_PROBLEM STATEMENT_
Your answer should consist solely of the lines from the one containing "Annotate the hand" through the end of the entries below, duplicated exactly.
[DATA FOR ANALYSIS]
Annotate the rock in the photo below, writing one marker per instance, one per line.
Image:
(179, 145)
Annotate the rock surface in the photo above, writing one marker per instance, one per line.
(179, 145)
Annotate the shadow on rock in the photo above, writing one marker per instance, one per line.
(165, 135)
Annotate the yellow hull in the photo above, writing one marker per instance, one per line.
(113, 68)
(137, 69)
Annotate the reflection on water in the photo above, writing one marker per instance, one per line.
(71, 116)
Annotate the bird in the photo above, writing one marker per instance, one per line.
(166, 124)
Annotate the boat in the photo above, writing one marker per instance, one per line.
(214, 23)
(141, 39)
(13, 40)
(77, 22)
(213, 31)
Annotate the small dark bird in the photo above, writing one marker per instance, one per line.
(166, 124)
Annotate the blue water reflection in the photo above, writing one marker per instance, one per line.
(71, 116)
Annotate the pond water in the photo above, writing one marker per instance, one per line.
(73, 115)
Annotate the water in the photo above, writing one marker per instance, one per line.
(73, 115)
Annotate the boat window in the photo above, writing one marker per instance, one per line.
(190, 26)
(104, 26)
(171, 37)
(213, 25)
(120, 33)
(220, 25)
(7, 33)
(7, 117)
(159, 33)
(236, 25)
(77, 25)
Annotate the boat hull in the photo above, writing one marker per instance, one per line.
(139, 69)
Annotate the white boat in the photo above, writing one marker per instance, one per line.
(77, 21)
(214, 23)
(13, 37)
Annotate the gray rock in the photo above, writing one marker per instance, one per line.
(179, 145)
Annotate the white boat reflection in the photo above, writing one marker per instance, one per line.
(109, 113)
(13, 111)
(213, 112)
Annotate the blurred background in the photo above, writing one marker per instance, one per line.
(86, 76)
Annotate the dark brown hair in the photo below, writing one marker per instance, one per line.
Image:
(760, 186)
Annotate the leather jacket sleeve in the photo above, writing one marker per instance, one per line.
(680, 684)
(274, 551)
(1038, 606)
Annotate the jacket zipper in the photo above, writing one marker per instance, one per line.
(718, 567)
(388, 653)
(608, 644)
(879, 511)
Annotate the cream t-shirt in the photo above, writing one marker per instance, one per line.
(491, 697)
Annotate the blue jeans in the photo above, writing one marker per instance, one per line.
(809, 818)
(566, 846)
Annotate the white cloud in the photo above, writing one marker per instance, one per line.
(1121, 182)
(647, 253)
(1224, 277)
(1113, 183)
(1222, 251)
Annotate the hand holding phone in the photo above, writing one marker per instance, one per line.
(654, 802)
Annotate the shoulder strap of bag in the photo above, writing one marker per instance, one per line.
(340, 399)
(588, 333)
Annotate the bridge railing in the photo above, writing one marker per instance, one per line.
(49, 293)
[/DATA FOR ANALYSIS]
_TASK SOLUTION_
Annotate the hand holding phone in the photo above, writing one marker per instance, one per line.
(654, 802)
Annotate the shoulder strap of bag in the photo above, writing one marker per instance, one per line.
(340, 399)
(588, 333)
Annotate the bridge railing in the photo above, writing one marker per instance, one per line.
(49, 293)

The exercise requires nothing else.